* _YOUR GOAL_
Give the lines of the records from the one containing "Return one point for each instance of the child in blue" through the one containing "(1032, 219)" as a Markdown table with the columns Row and Line, with blank lines and pictures left out.

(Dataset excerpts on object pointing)
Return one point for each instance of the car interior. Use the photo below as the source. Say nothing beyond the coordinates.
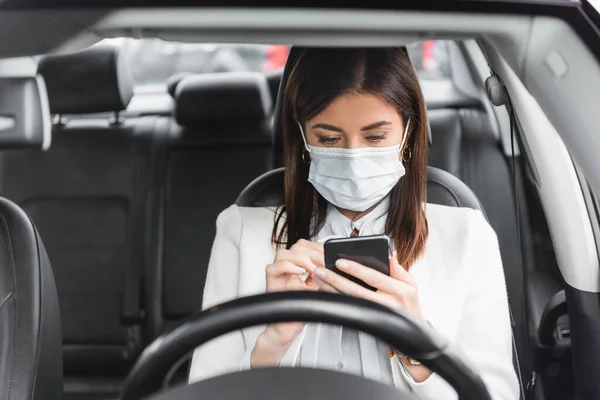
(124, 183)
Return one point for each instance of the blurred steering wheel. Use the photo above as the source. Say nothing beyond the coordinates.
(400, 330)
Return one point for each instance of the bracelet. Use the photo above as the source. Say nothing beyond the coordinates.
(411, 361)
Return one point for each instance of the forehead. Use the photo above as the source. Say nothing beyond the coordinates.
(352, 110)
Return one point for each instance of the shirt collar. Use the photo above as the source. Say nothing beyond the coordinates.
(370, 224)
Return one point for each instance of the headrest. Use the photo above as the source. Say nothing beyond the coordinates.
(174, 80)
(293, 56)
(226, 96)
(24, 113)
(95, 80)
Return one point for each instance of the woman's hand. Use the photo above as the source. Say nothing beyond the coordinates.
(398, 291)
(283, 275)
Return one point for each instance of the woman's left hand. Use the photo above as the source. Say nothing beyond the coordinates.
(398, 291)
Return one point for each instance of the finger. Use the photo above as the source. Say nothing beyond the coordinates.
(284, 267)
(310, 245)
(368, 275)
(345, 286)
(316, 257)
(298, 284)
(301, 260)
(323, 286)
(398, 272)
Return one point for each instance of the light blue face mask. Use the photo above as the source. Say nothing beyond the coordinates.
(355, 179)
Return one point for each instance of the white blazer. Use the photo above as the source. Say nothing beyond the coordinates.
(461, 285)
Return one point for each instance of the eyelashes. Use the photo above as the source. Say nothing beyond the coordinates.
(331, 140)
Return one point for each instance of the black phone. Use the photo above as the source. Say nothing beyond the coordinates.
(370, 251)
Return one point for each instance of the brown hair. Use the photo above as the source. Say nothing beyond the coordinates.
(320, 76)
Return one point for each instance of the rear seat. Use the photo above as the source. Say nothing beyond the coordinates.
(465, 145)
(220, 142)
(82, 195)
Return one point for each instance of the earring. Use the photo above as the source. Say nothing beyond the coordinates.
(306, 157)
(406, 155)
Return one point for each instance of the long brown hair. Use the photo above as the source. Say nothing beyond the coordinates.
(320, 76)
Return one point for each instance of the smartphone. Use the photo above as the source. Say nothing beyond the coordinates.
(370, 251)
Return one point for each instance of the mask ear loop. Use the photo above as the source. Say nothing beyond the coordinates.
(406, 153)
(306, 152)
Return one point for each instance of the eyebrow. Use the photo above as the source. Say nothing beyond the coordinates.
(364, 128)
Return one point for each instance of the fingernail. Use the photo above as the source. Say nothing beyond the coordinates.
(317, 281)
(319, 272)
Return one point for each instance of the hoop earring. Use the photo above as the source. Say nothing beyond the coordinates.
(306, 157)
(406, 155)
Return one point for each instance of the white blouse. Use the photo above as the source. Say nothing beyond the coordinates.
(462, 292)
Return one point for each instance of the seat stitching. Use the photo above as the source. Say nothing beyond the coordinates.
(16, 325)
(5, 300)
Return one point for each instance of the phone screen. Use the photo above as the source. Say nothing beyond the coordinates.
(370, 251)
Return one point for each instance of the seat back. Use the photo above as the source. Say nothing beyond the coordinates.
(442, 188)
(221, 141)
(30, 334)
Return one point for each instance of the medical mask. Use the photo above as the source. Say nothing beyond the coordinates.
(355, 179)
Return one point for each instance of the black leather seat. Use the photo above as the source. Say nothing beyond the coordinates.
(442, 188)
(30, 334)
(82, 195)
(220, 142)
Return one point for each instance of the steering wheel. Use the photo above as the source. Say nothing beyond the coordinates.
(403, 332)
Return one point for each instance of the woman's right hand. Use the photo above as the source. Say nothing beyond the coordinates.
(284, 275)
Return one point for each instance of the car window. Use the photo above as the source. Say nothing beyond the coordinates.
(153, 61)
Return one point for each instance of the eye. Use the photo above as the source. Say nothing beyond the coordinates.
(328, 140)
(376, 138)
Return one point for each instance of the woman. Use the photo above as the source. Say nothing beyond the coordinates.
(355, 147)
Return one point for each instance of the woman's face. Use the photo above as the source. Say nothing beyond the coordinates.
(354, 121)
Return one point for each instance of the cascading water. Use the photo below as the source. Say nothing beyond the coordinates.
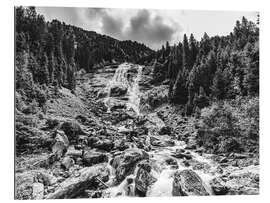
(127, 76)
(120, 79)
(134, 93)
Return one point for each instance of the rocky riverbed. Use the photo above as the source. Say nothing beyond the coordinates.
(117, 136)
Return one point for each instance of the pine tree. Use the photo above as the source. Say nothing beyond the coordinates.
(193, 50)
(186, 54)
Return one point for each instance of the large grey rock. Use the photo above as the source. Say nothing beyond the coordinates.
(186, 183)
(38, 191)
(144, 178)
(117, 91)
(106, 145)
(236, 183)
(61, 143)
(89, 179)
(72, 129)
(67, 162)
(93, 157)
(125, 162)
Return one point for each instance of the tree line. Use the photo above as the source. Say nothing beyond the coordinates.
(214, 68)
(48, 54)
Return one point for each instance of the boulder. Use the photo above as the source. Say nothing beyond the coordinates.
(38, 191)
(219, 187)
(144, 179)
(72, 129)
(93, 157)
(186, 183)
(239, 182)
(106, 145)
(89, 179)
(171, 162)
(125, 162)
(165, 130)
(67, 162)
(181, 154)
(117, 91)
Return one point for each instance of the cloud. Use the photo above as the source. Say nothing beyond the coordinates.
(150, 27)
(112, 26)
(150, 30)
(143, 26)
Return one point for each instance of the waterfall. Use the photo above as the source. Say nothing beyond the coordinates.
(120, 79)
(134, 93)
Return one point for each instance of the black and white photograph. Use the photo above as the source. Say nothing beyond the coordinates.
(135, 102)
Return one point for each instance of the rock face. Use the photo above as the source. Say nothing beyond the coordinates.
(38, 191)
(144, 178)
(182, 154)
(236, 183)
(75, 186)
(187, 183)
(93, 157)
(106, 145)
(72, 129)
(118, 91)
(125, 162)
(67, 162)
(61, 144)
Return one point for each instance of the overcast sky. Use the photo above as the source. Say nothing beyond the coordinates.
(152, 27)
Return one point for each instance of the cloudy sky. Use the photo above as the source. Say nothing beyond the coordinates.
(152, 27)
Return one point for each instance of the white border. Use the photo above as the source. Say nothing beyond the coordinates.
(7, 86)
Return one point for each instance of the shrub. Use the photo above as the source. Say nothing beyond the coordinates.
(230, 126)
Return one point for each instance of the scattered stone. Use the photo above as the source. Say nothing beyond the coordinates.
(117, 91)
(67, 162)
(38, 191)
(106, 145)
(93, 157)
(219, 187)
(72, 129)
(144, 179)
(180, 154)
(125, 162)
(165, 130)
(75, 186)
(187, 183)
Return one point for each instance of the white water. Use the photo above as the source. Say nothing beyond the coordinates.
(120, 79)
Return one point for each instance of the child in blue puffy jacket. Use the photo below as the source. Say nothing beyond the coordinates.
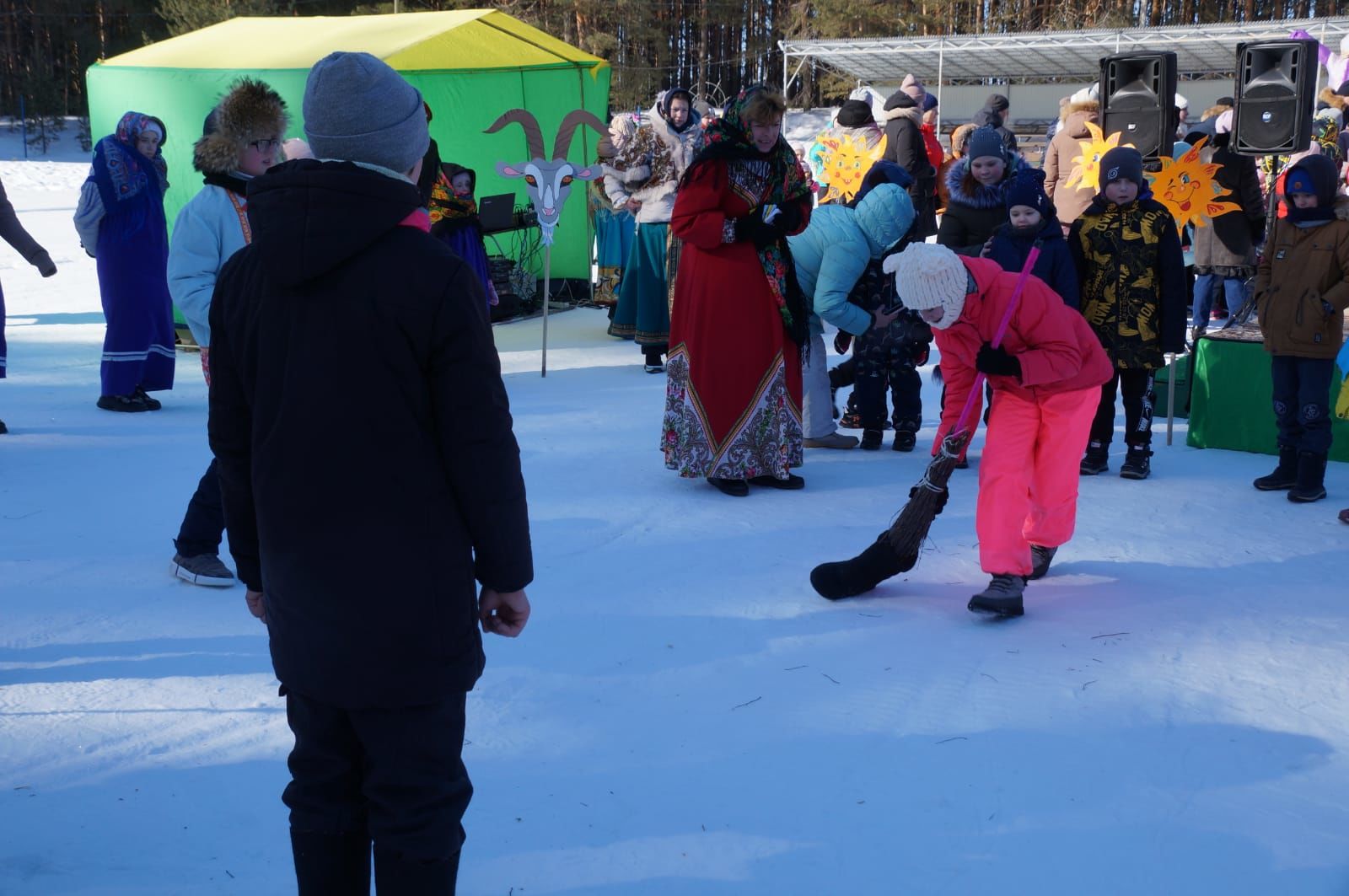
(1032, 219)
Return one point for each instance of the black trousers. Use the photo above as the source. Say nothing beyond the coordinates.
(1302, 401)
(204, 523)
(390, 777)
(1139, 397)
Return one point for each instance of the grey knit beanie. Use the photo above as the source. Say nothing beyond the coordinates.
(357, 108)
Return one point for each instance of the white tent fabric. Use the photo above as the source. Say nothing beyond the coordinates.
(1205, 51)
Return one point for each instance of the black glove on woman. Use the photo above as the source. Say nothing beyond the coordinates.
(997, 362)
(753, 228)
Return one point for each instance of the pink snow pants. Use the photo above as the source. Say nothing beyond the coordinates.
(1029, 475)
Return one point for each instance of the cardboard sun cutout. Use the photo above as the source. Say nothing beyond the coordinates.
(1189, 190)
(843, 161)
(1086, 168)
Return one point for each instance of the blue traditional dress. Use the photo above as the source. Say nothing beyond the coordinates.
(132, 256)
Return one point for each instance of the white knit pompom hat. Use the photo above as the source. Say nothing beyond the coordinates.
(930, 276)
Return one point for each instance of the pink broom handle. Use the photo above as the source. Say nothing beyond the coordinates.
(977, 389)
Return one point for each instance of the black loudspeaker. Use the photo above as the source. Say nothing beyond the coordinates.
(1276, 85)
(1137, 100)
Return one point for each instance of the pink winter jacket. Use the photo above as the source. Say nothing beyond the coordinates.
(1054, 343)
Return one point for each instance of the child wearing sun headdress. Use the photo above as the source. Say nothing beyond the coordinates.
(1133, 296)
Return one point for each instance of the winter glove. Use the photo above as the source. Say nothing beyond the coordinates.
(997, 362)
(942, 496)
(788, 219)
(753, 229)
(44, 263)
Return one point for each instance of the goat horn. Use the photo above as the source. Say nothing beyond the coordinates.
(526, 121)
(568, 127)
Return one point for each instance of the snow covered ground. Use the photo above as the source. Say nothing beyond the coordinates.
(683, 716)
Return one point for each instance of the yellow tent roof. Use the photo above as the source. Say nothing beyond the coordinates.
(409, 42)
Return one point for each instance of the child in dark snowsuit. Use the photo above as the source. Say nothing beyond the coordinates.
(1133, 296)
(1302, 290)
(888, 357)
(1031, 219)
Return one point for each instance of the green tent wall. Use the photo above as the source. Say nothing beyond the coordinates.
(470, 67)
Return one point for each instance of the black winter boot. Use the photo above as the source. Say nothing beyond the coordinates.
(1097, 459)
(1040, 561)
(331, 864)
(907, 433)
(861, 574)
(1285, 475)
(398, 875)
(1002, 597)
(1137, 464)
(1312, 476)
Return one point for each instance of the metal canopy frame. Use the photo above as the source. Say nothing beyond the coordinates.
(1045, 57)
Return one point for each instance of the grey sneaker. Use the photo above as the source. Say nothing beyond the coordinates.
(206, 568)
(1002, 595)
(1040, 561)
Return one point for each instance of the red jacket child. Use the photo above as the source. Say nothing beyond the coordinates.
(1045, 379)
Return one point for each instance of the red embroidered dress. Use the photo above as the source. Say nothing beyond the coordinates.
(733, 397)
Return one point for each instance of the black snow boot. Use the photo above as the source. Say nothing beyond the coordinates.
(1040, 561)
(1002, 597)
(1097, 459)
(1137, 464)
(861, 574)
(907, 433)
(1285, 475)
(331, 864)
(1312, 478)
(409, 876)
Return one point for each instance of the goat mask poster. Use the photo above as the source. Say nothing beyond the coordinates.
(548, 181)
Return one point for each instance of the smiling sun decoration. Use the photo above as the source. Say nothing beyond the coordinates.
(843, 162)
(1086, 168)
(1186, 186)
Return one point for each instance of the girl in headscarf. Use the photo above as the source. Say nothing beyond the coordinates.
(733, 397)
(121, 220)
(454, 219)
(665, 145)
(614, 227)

* _THE COMPLETED TASK_
| Row | Line |
|---|---|
| 1 | Return one point for each instance of the child in blue puffy jacket. Use the photo below as the source. Say nothing beyond the coordinates. |
| 2 | (1032, 219) |